**Consigne:**
Lisez l'extrait sur le préfixe « post », puis répondez aux questions suivantes.
1. Quel titre porte l'extrait ?
2. Quelles deux logiques opposées le préfixe « post » semble-t-il exprimer ?
3. Dans le dernier paragraphe, entre quels termes le « post » trahirait-il une hésitation ?

**Extrait du document:**

Les Strates du Temps : De la Succession à la Superposition
Décidément le préfixe “post” est ambivalent tant il semble exprimer deux logiques opposées : la séquence chronologique qui clôt une période dans le cadre d’un récit historique de la nécessité et la prise en compte d’un héritage qui ne cesse pas avec le présent.
Comment penser cette ambivalence fondamentale, ce vacillement sémantique qui est peut-être l’indice d’une transformation plus profonde dans notre rapport au temps ? Le “post” ne serait-il pas le symptôme d’une incapacité à nommer ce qui advient, la trace d’une hésitation entre rupture et continuité, entre dépassement et héritage ? Plus qu’une simple préfixation, n’est-ce pas toute une conception de la temporalité historique qui se trouve mise en question, tout un régime d’historicité qui vacille sur ses bases ?

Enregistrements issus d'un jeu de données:
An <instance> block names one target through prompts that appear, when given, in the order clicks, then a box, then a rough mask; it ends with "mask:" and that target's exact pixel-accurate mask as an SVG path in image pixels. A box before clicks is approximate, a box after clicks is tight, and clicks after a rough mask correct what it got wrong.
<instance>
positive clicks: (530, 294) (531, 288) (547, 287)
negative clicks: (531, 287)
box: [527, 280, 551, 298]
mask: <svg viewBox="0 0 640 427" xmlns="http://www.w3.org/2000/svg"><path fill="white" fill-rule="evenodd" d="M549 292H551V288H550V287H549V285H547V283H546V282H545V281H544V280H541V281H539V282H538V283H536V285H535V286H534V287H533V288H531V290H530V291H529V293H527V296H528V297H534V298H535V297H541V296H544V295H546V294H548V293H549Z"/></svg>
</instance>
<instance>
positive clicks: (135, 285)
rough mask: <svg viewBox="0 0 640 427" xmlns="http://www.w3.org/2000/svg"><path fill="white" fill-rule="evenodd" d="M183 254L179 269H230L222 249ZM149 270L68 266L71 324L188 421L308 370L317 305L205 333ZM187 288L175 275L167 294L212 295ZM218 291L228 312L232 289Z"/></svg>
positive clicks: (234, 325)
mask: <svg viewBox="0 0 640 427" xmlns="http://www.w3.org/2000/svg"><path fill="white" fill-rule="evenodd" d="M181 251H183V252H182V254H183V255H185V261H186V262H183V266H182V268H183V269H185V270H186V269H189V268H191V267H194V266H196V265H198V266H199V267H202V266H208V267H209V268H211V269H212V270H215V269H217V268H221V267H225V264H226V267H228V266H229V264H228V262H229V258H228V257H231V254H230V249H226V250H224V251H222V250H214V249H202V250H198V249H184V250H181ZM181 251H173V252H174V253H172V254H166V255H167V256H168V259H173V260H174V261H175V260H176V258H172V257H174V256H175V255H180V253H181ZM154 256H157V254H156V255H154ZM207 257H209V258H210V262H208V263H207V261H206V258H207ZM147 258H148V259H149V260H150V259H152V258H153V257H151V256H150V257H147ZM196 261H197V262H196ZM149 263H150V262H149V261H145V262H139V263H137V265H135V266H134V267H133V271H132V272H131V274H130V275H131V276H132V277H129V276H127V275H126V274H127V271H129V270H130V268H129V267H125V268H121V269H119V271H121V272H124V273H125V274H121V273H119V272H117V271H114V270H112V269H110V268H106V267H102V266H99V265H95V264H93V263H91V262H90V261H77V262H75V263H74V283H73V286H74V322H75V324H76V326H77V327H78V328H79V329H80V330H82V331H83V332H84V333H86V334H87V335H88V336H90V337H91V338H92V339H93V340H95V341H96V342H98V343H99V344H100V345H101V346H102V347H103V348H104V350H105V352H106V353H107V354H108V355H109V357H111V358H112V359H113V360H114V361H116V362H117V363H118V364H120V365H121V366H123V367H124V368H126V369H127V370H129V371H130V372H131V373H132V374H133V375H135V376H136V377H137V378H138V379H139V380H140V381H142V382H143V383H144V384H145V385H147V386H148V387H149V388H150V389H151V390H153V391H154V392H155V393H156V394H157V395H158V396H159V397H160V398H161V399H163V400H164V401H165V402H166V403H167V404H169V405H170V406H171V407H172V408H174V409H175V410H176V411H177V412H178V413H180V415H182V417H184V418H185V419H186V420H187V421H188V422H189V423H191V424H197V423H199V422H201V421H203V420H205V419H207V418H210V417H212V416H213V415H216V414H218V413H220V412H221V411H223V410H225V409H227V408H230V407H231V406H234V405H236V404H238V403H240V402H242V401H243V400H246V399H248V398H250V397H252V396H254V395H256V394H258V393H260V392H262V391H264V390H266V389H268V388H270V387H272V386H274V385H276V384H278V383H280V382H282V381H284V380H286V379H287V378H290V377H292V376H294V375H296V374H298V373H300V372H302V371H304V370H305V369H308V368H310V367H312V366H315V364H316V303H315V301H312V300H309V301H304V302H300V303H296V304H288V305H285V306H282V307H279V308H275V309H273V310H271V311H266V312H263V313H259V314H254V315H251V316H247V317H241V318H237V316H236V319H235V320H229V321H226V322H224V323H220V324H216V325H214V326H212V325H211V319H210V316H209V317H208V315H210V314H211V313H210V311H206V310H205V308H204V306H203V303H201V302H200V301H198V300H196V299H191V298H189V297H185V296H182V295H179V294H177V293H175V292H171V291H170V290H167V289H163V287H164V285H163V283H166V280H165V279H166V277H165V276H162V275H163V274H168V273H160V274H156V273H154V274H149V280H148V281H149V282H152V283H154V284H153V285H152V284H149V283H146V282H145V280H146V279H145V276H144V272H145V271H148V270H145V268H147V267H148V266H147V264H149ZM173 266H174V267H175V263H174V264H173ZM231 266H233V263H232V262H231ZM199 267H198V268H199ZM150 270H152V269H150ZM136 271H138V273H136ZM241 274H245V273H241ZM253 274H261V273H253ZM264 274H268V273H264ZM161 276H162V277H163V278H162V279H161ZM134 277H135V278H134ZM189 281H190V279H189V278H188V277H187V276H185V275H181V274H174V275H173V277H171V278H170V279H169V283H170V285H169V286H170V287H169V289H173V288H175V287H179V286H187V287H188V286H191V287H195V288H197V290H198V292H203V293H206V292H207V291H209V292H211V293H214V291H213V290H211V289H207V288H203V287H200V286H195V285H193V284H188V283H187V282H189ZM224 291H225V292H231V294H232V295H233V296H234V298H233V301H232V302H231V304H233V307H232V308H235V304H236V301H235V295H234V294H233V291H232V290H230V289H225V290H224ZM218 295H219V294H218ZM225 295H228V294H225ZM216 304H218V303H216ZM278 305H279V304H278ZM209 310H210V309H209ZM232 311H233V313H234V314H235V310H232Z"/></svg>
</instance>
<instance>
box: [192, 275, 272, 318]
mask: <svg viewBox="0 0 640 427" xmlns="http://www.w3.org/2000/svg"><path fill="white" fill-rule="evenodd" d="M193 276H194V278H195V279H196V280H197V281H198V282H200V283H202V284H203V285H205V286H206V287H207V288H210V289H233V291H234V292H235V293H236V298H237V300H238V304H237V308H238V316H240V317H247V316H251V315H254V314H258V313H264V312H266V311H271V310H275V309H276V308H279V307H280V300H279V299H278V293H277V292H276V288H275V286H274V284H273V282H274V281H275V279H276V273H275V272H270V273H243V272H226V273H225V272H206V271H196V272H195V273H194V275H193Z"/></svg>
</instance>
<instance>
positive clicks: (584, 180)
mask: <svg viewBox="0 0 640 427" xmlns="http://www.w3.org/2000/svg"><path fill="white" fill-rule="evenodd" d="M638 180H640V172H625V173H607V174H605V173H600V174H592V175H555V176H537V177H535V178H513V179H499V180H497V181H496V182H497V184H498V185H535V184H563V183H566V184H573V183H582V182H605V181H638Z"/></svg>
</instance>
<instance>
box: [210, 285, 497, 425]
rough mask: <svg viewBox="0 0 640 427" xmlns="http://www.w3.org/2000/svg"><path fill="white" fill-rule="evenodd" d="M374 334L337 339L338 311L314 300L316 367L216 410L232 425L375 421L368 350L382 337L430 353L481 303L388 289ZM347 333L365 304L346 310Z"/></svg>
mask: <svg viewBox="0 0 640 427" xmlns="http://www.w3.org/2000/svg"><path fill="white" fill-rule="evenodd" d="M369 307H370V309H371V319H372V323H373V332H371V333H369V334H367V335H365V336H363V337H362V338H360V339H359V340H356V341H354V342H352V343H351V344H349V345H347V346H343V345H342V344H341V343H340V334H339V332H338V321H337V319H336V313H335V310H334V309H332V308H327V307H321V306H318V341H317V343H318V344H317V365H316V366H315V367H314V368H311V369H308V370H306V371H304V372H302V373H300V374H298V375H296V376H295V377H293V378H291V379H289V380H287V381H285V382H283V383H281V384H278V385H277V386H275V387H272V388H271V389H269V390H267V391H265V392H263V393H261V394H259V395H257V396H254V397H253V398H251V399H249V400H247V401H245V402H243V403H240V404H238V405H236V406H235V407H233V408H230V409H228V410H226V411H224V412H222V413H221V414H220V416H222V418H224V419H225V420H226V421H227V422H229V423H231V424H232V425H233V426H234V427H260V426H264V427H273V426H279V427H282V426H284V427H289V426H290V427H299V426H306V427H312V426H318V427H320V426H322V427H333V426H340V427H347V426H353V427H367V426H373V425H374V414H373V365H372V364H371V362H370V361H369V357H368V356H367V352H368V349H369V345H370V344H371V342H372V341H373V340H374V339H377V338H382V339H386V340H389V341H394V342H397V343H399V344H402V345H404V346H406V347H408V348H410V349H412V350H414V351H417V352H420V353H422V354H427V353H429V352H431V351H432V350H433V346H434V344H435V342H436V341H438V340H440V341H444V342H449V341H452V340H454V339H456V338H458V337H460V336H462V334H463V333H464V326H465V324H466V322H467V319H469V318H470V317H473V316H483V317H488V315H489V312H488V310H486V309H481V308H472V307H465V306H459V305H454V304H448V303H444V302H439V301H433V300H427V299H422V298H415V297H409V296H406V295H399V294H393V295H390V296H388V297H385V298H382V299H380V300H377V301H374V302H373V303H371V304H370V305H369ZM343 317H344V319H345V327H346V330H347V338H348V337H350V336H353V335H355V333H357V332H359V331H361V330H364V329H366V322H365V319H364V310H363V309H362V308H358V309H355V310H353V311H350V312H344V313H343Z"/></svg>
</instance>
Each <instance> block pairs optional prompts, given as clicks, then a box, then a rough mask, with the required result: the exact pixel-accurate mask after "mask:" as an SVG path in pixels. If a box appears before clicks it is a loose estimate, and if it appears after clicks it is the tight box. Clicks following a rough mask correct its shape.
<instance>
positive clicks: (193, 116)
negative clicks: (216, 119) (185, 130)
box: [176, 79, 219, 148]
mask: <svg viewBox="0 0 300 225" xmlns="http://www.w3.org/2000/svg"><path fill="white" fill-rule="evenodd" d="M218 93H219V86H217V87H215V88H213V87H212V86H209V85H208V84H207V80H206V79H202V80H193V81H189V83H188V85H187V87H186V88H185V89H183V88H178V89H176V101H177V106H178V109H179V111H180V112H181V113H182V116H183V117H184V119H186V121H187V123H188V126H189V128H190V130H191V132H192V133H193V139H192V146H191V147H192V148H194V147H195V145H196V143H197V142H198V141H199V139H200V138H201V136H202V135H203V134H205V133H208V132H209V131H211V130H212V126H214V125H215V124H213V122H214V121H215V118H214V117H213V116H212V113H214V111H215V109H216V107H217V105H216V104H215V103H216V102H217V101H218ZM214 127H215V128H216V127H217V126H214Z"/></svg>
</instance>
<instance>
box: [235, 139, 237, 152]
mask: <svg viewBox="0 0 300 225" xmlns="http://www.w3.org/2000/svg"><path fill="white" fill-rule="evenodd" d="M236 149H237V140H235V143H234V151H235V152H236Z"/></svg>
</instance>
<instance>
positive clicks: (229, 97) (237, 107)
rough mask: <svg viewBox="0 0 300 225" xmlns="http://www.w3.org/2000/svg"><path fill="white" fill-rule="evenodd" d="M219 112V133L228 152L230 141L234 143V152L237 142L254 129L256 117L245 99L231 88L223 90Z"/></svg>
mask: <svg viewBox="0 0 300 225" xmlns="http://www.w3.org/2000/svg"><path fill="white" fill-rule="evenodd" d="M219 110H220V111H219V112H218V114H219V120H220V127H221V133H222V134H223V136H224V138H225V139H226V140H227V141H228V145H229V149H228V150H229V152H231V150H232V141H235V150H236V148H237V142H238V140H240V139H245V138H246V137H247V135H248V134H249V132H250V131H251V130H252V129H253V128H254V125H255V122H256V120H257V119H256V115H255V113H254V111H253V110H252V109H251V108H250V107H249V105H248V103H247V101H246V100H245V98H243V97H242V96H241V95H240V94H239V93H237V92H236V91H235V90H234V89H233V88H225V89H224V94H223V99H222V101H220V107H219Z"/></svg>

**Corrigé:**
1. Les Strates du Temps : De la Succession à la Superposition.
2. La séquence chronologique qui clôt une période dans le cadre d'un récit historique de la nécessité, et la prise en compte d'un héritage qui ne cesse pas avec le présent.
3. Entre rupture et continuité, entre dépassement et héritage.